EXERCISE INSTRUCTIONS:
**a)** According to the passage on measuring physical activity, why was seasonal variation left out of the analysis?
**b)** Pick up the passage on measuring physical activity after its final sentence and continue it.

EXTRACT:
□ □ □ □
Physical activity is difficult to assess in a reliable and valid way in large population-based studies. Questionnaires are often the only feasible method, although they are associated with bias and thereby inaccurate assessment of physical activity, which is likely to attenuate the associations studied [10]. Recalling physical activity is a highly complex cognitive task; social desirability may lead to over-reporting of physical activity [45], and simple questionnaires are often more reliable and valid than more complex ones [10]. Furthermore, commuting and leisure-time physical activity are affected by seasonal variation in Denmark. As our questionnaire asked for habitual physical activity level, we have not included seasonality in our analysis. Commuting physical activity is characterised by regularity during the working week and the amount of time spent is relatively easy to recall. Therefore, we believe that our assessment of commuting physical activity is quite unbiased. Leisure-time physical activity is more difficult to recall because of its unstructured and complex nature. However, individuals who are totally inactive in their leisure time or during commuting may find it easier to report inactivity compared with individuals who have a varying physical activity pattern. The imprecise assessment of leisure-time physical activity (>0 h/week) is likely to attenuate the associations and can explain why we did not observe a relationship between increasing levels of leisure-time physical activity and progression from i-IGT to diabetes. It has previously been shown that higher levels of leisure-time physical activity as well as commuting and occupational physical activity were associated with a lower risk of diabetes [43].
□ □ □ □
DATA SEGMENT:

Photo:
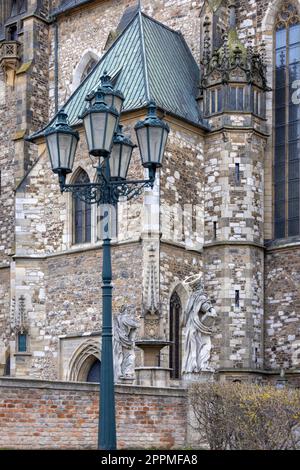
□ □ □ □
ANSWERS PER TASK:
**a)** The questionnaire asked for habitual physical activity level.

**b)**
We believe that commuting and leisure-time physical activity affect the progression rates through the same physiological mechanisms. Nevertheless, from a public-health perspective it is relevant to divide physical activity into different types [43]. Benefits of different physical activities depend not only on the specific activity but also on the activity it displaces [46]. Lack of time is an important barrier for being physically active [47]. The Inter99 population comprised 30- to 60-year-old individuals, many with a busy working life and little spare time, and almost two-thirds (62.9%) of the participants spent <15 min/day on commuting physical activity or did not work. Therefore, some individuals might prefer activities that can be incorporated into daily living activities. Physical activity in transportation to and from work could be such an activity for some individuals, as some might find it less time-consuming and more convenient to be physically active during commuting than at leisure time [11]. We have shown that increased commuting and leisure-time physical activity in the population is likely to have a positive impact on the prevention of diabetes. Our findings indicate that public-health strategies aiming to reduce progression to diabetes by increasing physical activity may benefit from focusing on commuting physical activity besides leisure-time physical activity [11].

Intervention studies have demonstrated that lifestyle changes including increased physical activity can reduce the incidence of diabetes among individuals with IGT [13]. However, no trial evidence has been published on the effect of physical activity on progression from i-IFG to diabetes. Although we cannot exclude the possibility that the lack of a relationship between physical activity and progression to diabetes in the i-IFG group may be attributable to limited power, our findings suggest that there is a differential relationship between physical activity and progression to diabetes among those with i-IFG or i-IGT. Therefore, clinical trials testing the effect of physical activity on progression from i-IFG to diabetes are needed.